BRIEF — Format each of the entries below as a numbered list of its lines, leaving out any blank lines.

RECORDS FOR PROCESSING —

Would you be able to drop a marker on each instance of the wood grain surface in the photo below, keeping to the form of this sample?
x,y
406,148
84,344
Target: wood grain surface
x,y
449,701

FULL OUTPUT —
1. Would you be able to drop a marker on each instance of the wood grain surface in the photo below, keeping to the form of this sample?
2. x,y
3. 406,148
4. 84,344
5. Target: wood grain surface
6. x,y
7. 449,701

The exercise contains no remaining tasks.